Zero-Shot Video Deraining Methods

Updated 30 November 2025

The paper introduces a zero-shot video deraining framework that leverages pretrained diffusion models to remove rain artifacts without paired training data.
It employs negative prompting and block-wise attention switching to steer the generative process away from rain, preserving structural and temporal consistency.
Experimental evaluations on benchmarks like NTURain and GT-Rain show improved artifact removal and temporal coherence with strong quantitative metrics.

Zero-shot video deraining methods constitute a class of restoration algorithms that utilize pretrained (often generative, diffusion-based) models to remove rain artifacts from videos without requiring task-specific, paired training data or supervised fine-tuning. Recent approaches exploit the powerful priors of large-scale diffusion models—either pretrained on images or videos—and offer generalized, data-agnostic solutions that demonstrate improved robustness to complex, real-world rain, occlusion, and motion scenarios. Unlike traditional or finetuned methods, these frameworks operate in a zero-shot paradigm, leveraging mechanisms such as prompt manipulation, attention reweighting, and temporal consistency guidance to achieve both artifact removal and preservation of temporal coherence across dynamic scenes.

-- EXCERPTED DATA --
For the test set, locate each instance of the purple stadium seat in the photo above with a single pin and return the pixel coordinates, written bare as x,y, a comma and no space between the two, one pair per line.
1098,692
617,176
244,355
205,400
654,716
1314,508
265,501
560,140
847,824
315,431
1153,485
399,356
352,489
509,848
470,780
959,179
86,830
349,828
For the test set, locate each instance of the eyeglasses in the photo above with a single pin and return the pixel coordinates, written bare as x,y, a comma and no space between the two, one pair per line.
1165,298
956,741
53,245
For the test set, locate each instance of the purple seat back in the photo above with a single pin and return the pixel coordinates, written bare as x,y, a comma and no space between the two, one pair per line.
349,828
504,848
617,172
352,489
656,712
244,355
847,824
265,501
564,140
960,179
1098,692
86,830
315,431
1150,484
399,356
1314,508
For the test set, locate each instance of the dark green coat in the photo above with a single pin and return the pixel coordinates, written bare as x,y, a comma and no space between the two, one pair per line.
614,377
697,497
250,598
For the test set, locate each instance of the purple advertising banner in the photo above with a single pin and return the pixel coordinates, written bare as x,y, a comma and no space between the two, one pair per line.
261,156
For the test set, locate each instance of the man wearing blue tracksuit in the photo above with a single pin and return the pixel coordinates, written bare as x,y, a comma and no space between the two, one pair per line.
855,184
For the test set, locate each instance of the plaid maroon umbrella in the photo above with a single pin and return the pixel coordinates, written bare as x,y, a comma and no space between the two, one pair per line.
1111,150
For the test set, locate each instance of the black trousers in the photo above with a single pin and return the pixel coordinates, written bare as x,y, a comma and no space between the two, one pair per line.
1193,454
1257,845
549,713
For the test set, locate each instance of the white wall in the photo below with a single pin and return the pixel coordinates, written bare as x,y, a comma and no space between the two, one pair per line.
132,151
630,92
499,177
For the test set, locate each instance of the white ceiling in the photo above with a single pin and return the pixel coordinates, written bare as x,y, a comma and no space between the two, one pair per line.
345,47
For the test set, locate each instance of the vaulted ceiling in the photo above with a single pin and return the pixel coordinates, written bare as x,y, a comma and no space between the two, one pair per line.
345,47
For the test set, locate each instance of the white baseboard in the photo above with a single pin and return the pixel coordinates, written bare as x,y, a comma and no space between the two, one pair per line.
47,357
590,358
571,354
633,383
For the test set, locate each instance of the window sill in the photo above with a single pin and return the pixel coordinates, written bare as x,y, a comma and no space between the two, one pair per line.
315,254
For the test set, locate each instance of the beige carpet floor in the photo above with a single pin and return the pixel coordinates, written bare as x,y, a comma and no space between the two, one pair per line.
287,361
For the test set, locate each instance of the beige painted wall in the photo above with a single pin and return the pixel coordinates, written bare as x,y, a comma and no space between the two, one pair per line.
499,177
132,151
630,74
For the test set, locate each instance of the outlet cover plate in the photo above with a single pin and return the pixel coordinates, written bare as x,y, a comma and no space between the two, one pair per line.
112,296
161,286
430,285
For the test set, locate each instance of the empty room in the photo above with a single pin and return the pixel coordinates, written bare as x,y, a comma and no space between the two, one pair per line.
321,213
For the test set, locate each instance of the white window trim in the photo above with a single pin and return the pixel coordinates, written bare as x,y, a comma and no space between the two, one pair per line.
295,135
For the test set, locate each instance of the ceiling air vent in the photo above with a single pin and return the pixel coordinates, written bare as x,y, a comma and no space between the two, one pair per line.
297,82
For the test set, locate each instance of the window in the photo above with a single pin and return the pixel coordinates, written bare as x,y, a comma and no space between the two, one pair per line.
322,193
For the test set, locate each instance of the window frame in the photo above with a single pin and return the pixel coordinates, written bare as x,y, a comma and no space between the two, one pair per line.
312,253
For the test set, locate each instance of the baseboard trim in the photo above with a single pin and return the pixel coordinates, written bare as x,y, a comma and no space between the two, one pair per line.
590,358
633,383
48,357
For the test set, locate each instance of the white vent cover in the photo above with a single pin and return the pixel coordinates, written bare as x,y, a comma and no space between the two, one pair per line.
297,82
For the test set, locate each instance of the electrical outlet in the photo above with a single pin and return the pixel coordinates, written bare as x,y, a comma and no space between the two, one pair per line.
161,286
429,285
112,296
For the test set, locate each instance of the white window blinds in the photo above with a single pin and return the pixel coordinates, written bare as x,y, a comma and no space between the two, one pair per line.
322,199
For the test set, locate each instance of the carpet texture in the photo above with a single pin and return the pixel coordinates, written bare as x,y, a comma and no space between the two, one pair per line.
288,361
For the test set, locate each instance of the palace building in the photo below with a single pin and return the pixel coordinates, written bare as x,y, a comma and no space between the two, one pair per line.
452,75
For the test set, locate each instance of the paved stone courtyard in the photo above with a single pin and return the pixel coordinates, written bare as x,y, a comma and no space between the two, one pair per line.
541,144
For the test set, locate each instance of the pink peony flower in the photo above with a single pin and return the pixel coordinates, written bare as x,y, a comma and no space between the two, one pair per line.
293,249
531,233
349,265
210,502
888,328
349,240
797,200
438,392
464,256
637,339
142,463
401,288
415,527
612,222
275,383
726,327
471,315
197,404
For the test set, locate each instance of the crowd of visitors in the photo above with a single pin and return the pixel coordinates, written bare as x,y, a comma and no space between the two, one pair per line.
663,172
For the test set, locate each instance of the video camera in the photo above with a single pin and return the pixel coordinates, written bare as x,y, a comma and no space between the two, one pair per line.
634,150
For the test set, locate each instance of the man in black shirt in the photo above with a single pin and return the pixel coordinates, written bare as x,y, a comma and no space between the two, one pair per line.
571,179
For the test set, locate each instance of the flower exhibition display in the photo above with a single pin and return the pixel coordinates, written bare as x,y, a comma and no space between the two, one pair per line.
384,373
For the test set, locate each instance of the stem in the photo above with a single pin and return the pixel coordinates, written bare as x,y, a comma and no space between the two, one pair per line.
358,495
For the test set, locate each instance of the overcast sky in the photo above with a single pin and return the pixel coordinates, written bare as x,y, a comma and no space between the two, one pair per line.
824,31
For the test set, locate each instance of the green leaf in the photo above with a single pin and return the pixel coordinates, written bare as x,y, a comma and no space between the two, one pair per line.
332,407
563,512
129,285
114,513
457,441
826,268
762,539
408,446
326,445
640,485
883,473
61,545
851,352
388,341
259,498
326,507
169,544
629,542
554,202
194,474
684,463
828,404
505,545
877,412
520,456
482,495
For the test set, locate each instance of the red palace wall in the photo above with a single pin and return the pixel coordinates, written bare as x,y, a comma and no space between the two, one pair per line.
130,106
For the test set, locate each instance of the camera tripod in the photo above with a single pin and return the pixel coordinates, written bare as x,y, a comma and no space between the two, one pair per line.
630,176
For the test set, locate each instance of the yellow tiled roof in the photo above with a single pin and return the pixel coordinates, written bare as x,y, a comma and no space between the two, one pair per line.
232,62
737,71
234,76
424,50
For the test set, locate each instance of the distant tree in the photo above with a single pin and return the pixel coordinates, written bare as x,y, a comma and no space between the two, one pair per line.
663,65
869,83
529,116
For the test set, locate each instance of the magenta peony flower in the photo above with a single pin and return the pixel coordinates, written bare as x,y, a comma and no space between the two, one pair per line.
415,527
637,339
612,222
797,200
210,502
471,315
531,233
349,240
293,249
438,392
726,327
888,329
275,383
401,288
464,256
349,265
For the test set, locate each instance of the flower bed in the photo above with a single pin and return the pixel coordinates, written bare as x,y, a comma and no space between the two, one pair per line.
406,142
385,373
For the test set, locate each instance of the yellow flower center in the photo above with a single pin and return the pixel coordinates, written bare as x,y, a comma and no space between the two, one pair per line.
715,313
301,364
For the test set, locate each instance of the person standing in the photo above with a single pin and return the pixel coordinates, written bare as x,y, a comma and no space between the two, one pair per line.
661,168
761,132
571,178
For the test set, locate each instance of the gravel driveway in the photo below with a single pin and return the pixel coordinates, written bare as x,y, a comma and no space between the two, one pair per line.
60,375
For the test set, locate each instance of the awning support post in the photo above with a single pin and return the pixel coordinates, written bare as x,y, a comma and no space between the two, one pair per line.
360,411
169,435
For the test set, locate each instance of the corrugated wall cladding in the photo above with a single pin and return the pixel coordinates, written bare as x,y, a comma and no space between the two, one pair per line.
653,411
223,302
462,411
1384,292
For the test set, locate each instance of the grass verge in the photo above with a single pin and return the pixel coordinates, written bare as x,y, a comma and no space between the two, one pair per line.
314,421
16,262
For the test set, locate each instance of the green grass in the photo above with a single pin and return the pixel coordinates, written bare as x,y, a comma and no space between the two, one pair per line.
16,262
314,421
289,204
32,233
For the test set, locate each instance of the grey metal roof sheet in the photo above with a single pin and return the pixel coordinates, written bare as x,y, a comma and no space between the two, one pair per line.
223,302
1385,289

-- TO BE DONE --
a) From the deraining page, transcribe the passage that begins at the words "The paper introduces" and stops after the words "paired training data.".
b) Answer these from the deraining page:
(i) On what date was it last updated?
(ii) Which two benchmarks are named for the experimental evaluations?
(iii) Which two techniques does the framework employ to steer the generative process away from rain?
c) The final paragraph of the deraining page names the mechanisms that zero-shot frameworks use to remove artifacts and keep temporal coherence. List all of them.

-- SOLUTIONS BY TASK --
a)
The paper introduces a zero-shot video deraining framework that leverages pretrained diffusion models to remove rain artifacts without paired training data.

b)
(i) 30 November 2025
(ii) NTURain and GT-Rain
(iii) Negative prompting and block-wise attention switching

c)
- Prompt manipulation
- Attention reweighting
- Temporal consistency guidance